Ubah paragraf kutipan bacaan yang diawali "Kami masuk ke Indonesia" menjadi daftar butir yang lebih ringkas, dengan tetap memuat semua fakta utamanya.
=== KUTIPAN BACAAN ===
Pict: fakta daerah |
Oleh: Syaukani Al Karim
(Sastrawan Riau)
Nusantarakini - Menggelikan, sekaligus terdengar menjijikkan, ketika mendengar Tuan ingin berkhutbah tentang kebangsaan, NKRI, atau tentang Pancasila, di kampung kami, Riau.
Tuan mungkin sedang mengidap amnesia sejarah. Baiklah, aku sampaikan lagi, bahwa ketika negeri yang bernama Indonesia ini merdeka tahun 1945, kami masih negara berdaulat, dan lalu kami dengan kesadaran memutuskan untuk bergabung, menjadi Indonesia.[1]
Kami masuk ke Indonesia, bukan dengan tangan kosong seperti Tuan. Kami menyumbang 10 provinsi, 2 daerah jajahan, 39 butir berlian, uang 13 juta gulden, menyumbang minyak, dan memberikan bahasa. Bahkan sampai hari ini, tanah kami, mulai dari blok Kangguru, Dumai, dan Pakning, masih menyusukan negeri ini dengan 900 ribu barrel setiap hari. Kami berikan juga hasil hutan, kelapa sawit, hasil laut, dan berbagai komoditas lain.
=== DAFTAR DATA ===
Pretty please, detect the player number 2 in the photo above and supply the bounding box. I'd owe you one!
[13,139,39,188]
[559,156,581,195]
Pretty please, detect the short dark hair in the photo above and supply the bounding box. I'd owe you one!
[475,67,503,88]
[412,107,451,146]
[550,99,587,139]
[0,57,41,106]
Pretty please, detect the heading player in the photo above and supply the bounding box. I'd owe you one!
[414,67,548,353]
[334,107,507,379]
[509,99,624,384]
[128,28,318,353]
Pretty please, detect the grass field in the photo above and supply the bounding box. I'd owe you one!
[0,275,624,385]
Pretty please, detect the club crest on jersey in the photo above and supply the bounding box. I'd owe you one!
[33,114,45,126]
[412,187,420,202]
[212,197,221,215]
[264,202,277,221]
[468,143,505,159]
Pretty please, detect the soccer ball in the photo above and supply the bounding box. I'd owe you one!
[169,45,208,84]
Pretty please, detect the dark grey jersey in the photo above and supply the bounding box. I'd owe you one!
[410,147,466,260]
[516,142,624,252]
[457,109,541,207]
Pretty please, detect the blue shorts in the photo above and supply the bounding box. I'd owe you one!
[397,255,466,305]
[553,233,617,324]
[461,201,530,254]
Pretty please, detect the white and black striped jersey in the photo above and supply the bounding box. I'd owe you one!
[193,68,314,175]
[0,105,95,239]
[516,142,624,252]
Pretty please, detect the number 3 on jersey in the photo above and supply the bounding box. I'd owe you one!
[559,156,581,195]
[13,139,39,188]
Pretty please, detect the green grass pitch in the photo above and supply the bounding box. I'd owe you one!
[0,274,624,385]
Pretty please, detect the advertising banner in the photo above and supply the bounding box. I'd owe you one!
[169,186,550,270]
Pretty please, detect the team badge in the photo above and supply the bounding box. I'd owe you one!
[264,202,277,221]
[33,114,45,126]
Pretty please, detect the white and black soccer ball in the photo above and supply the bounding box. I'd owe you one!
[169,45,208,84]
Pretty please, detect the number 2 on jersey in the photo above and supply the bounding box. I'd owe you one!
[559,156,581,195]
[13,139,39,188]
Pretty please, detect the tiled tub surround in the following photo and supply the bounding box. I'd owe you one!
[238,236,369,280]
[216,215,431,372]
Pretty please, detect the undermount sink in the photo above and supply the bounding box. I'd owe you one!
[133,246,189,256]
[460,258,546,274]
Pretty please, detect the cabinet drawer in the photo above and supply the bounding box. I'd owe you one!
===
=== DAFTAR DATA ===
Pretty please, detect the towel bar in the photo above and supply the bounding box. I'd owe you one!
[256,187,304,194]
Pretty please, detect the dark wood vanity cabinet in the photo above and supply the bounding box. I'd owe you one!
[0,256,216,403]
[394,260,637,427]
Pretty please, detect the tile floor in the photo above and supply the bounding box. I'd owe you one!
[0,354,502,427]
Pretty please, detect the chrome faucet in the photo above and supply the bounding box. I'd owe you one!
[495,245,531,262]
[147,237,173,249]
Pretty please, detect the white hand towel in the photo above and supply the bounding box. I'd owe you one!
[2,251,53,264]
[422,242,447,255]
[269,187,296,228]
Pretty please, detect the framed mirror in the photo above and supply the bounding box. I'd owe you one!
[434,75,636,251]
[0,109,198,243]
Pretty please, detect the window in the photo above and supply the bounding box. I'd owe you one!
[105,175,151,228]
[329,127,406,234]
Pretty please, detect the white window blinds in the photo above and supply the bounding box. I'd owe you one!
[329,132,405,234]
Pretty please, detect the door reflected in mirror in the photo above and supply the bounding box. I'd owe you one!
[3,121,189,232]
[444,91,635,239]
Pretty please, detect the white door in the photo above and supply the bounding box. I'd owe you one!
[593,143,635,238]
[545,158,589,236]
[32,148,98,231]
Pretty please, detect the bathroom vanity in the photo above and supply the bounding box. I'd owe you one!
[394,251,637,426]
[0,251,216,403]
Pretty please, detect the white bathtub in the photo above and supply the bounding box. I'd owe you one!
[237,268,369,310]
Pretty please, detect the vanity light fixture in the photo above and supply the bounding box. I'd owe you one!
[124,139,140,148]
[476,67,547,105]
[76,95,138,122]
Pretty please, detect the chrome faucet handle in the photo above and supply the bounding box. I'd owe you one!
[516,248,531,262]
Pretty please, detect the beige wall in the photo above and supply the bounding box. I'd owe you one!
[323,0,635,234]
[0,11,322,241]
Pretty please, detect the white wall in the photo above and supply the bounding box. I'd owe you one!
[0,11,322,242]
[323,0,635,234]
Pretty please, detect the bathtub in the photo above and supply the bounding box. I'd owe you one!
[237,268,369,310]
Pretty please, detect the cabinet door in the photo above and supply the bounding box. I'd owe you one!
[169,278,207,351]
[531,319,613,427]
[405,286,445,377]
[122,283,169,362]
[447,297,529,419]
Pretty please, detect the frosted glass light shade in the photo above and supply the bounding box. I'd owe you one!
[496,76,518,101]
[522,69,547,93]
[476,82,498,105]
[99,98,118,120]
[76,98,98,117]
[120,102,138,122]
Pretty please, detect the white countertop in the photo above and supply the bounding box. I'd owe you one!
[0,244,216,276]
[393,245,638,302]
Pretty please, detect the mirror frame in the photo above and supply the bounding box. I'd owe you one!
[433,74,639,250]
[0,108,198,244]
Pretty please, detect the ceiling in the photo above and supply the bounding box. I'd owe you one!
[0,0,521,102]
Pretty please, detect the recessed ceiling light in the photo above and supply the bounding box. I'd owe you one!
===
HASIL LATIHAN:
- Riau masuk ke Indonesia tidak dengan tangan kosong.
- Sumbangannya: 10 provinsi, 2 daerah jajahan, 39 butir berlian, uang 13 juta gulden, minyak, dan bahasa.
- Hingga kini, blok Kangguru, Dumai, dan Pakning masih memasok 900 ribu barrel setiap hari.
- Riau juga memberikan hasil hutan, kelapa sawit, hasil laut, dan berbagai komoditas lain.